SOLOPOS.COM - Pelangi (freepik)

Solopos.com, SOLO—Inilah kehidupan. Terkadang seseorang harus menjalani kehidupan dengan kondisi yang sungguh bertolak belakang. Dia bisa ditempatkan dalam kondisi di bawah rata-rata atau miskin, namun di saat lain, dia juga bisa ditempatkan dalam kondisi yang serba berkecukupan secara ekonomi.

Semua itu merupakan takdir dan akan menjadi pelajaran dalam perjalanan hidup yang sangat bermakna. Nah, cerita saya ini berawal dari pengalaman. Keluarga saya dulunya termasuk dalam golongan di bawah rata-rata.

Petunjuk Pengerjaan:
**1)** Salin tanpa perubahan semua bagian teks sumber, mulai dari "Solopos.com, SOLO—Inilah kehidupan." terus sampai "berkecukupan secara ekonomi.".
**2)** Menurut teks sumber, dulu keluarga sang pencerita termasuk golongan apa?
Gunakan teks sumber saja sebagai acuan.

Entri Kumpulan Data:

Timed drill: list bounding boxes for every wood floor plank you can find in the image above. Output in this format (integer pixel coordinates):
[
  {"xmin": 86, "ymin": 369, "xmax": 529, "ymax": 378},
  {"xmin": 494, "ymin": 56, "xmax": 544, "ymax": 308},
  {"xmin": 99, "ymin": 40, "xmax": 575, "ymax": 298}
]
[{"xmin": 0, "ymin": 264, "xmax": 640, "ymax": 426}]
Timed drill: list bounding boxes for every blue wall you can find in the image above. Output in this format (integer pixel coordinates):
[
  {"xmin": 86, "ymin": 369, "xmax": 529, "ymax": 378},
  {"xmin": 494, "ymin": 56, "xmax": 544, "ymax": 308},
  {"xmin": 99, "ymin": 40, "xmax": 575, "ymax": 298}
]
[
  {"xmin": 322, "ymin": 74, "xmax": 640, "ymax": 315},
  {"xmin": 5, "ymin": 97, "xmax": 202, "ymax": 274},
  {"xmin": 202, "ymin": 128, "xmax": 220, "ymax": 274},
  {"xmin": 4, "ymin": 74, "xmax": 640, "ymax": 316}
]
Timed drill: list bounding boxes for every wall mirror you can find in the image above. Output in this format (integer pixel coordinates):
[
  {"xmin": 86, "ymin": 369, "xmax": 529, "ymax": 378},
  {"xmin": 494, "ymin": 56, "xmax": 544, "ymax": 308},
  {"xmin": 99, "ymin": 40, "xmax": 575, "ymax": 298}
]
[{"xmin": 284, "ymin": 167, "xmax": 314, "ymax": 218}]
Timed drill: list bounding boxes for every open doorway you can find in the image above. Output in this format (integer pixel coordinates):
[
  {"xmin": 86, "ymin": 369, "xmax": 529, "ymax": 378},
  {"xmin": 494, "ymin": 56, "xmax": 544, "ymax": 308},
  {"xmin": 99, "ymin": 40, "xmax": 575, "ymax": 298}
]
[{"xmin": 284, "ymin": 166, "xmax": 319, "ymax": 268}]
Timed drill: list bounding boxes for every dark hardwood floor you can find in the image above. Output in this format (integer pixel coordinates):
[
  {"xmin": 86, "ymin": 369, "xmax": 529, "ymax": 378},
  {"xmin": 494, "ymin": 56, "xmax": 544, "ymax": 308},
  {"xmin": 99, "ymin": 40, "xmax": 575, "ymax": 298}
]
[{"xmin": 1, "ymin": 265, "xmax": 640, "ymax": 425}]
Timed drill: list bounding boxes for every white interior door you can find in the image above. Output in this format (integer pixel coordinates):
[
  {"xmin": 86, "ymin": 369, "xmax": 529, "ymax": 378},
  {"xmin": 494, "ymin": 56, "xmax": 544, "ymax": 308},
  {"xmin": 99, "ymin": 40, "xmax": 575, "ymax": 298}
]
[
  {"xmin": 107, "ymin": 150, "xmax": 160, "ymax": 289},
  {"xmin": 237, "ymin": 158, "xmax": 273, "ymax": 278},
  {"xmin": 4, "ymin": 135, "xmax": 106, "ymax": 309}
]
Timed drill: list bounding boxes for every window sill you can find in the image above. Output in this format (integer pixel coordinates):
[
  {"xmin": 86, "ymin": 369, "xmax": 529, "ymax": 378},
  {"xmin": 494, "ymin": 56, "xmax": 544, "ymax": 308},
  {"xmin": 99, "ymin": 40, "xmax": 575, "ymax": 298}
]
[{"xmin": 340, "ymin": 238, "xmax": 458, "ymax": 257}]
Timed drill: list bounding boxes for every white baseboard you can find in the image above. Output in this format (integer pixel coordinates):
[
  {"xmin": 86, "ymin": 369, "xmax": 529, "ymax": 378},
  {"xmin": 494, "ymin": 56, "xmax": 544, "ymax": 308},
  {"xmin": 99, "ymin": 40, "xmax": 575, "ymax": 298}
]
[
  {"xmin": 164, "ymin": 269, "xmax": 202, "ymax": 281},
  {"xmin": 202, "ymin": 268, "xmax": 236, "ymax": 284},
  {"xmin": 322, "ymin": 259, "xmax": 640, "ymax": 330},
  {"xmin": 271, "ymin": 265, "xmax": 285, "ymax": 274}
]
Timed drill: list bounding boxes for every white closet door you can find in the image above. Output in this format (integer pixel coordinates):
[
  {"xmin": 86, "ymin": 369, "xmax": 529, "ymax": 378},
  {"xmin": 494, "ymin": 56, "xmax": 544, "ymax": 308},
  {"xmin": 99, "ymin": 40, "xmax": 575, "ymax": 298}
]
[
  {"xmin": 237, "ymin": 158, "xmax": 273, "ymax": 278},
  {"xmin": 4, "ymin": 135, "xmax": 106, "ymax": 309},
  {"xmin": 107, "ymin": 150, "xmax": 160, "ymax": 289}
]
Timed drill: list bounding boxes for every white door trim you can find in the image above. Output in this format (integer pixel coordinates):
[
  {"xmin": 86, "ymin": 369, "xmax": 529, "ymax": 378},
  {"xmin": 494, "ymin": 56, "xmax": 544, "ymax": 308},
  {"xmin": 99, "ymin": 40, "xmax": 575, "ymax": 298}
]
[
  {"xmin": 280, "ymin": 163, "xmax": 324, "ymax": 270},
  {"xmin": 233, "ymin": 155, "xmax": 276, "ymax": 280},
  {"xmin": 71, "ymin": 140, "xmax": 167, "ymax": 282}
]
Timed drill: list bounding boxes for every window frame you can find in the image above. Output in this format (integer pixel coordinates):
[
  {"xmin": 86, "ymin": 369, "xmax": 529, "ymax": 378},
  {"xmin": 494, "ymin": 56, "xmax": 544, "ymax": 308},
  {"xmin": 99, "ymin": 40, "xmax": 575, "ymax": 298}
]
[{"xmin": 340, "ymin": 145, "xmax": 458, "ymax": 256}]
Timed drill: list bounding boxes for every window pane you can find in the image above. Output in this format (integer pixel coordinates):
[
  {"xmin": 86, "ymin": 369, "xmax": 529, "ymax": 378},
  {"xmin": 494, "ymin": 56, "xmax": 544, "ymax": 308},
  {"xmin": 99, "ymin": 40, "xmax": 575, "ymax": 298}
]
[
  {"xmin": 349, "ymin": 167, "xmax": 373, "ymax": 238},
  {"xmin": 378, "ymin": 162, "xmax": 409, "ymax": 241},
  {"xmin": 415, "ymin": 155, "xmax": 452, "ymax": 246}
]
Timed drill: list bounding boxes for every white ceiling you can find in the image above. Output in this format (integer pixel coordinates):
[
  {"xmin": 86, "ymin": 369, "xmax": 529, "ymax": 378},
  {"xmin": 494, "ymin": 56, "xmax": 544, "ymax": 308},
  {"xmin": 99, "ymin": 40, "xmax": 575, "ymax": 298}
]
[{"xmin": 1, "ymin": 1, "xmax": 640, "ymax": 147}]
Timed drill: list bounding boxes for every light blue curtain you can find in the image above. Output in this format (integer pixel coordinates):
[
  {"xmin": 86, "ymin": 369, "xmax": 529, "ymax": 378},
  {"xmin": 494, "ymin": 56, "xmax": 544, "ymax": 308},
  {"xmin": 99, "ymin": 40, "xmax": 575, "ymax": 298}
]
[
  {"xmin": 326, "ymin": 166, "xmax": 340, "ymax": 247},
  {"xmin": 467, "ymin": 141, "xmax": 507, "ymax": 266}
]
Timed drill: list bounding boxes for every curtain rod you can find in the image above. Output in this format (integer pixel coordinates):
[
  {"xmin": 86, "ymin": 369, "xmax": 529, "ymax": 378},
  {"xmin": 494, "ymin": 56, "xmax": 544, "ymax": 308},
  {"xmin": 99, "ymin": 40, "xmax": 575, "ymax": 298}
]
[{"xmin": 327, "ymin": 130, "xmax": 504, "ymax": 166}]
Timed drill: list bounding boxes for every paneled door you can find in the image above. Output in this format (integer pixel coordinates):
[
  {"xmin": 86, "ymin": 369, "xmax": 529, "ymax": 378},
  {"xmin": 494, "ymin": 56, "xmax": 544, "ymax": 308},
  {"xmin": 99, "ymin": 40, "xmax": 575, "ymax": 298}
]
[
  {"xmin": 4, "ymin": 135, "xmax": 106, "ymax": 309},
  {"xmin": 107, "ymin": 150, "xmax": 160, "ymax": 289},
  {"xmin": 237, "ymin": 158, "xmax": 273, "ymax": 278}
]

Jawaban Latihan:
**1)**
Solopos.com, SOLO—Inilah kehidupan. Terkadang seseorang harus menjalani kehidupan dengan kondisi yang sungguh bertolak belakang. Dia bisa ditempatkan dalam kondisi di bawah rata-rata atau miskin, namun di saat lain, dia juga bisa ditempatkan dalam kondisi yang serba berkecukupan secara ekonomi.

**2)** Golongan di bawah rata-rata.